| Recorded data |

- - -

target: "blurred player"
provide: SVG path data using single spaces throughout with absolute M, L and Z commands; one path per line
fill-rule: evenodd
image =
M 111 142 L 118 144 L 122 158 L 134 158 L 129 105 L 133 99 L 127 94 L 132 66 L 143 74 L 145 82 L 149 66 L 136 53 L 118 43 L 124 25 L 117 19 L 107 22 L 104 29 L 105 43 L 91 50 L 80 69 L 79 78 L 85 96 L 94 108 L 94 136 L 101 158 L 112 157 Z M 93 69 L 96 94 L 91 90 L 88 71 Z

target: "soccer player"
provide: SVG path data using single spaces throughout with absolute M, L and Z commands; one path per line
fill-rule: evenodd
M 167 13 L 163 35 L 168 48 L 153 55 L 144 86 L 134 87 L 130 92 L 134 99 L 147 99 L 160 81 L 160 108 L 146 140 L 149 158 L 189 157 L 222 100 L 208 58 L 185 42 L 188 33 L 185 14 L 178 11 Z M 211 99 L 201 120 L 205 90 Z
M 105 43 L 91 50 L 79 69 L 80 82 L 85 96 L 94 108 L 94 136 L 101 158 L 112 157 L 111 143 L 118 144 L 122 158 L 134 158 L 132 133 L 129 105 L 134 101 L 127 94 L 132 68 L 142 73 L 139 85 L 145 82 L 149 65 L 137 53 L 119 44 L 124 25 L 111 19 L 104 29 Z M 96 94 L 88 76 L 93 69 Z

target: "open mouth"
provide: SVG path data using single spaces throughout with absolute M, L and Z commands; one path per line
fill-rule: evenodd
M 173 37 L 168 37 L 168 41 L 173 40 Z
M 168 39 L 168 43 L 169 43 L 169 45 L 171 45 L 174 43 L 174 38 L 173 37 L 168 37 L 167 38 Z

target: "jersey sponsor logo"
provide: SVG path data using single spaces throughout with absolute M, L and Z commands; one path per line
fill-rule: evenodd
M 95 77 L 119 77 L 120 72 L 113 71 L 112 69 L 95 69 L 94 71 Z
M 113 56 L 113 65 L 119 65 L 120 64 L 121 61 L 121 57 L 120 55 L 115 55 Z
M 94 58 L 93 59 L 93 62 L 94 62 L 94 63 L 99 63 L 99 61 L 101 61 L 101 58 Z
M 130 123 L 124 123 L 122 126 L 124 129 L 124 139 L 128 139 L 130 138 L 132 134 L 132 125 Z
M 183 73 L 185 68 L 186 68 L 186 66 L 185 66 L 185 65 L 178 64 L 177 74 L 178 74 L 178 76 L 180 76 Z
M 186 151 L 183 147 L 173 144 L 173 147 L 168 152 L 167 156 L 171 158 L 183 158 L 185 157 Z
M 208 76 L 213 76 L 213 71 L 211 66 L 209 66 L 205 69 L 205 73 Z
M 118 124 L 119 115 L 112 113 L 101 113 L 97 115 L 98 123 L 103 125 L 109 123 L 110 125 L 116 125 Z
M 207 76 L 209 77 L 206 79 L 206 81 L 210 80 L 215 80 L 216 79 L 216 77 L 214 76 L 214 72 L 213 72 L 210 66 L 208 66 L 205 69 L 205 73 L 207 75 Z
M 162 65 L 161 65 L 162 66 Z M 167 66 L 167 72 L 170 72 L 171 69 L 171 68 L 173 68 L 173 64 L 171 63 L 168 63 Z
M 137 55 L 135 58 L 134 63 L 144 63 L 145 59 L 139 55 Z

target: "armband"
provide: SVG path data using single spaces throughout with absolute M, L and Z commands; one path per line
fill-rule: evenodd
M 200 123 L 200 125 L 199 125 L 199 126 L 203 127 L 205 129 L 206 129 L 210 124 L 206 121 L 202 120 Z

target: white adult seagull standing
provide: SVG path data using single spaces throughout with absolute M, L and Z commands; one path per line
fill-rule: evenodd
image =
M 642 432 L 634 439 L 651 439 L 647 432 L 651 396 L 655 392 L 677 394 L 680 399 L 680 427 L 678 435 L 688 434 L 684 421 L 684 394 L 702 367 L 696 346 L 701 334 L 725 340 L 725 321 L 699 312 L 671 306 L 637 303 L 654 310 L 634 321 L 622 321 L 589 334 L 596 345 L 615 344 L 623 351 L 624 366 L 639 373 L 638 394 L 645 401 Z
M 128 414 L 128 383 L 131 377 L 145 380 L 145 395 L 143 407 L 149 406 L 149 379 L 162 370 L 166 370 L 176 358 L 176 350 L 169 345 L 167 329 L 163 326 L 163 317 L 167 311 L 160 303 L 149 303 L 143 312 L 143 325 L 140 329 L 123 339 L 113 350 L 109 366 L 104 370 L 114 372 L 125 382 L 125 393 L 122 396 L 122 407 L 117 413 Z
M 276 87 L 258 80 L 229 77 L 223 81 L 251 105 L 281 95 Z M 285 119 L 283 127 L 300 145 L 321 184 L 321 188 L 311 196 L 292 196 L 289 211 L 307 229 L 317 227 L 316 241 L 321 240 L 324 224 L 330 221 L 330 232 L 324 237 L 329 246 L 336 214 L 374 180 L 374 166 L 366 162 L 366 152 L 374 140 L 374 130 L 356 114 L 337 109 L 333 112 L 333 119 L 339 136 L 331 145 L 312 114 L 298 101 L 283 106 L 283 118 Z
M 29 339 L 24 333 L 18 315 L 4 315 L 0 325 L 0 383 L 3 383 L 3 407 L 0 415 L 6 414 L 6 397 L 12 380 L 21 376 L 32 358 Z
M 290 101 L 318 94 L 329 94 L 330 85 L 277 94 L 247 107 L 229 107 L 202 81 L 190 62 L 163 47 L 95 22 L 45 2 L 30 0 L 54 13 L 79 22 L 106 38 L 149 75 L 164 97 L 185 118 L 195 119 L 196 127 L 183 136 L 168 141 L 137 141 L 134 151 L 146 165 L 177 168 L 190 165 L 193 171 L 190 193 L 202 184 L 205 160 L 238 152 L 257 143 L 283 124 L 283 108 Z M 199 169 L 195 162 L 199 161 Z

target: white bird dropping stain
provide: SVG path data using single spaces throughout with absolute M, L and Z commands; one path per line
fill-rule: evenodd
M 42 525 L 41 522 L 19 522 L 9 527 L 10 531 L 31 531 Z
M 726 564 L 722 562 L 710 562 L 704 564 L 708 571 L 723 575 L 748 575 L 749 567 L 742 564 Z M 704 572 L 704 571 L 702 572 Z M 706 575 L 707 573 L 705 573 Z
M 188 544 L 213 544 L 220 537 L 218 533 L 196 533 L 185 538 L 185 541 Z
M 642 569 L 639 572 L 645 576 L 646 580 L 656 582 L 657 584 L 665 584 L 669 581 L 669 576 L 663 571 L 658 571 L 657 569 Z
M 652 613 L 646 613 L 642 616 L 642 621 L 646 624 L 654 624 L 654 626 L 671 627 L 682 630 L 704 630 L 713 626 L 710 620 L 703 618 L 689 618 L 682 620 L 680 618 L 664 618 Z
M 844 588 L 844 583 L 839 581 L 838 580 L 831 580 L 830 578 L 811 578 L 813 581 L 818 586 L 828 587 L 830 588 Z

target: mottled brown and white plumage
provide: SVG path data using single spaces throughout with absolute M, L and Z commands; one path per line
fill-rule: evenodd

- - -

| Objective |
Rewrite every line from the start of the recorded data through the line containing "M 168 39 L 168", keeping each line in full and adding -60 to every coordinate in the answers.

| Response below |
target: "blurred player"
provide: SVG path data using single spaces throughout with absolute M, L and Z commands; one path per line
fill-rule: evenodd
image =
M 51 82 L 58 84 L 62 98 L 74 98 L 69 45 L 73 39 L 67 34 L 72 6 L 83 14 L 85 22 L 89 6 L 76 -7 L 58 -17 L 64 -35 L 57 -41 L 47 -38 L 44 -31 L 45 -17 L 31 -10 L 20 9 L 19 18 L 25 36 L 34 48 L 34 76 L 41 98 L 52 97 Z M 33 9 L 36 34 L 31 30 L 28 11 Z

target: "soccer player"
provide: SVG path data using single spaces throughout with absolute M, L and Z commands; one path per line
fill-rule: evenodd
M 107 -47 L 103 -25 L 108 -12 L 93 -5 L 84 26 L 74 27 L 70 32 L 74 39 L 87 39 L 100 21 L 100 48 L 86 80 L 89 98 L 129 97 L 162 40 L 148 -2 L 125 -18 L 128 -27 L 125 -46 L 118 -49 Z M 151 39 L 141 60 L 145 30 Z
M 45 -17 L 31 -10 L 19 9 L 20 22 L 25 36 L 34 48 L 34 76 L 41 98 L 52 97 L 51 83 L 58 84 L 62 98 L 74 98 L 72 73 L 69 45 L 74 41 L 67 34 L 72 8 L 82 13 L 79 25 L 85 22 L 89 5 L 77 -7 L 59 -16 L 64 -35 L 51 -41 L 44 -31 Z M 36 34 L 28 16 L 33 9 Z

target: "open mouth"
provide: SVG path data using single spaces throughout with absolute M, L and Z commands; one path per line
fill-rule: evenodd
M 113 -23 L 108 -23 L 108 -19 L 113 -20 Z
M 108 -21 L 108 -17 L 109 -17 L 109 -15 L 111 -15 L 114 -17 L 114 -22 L 113 -23 L 108 -23 L 107 -22 Z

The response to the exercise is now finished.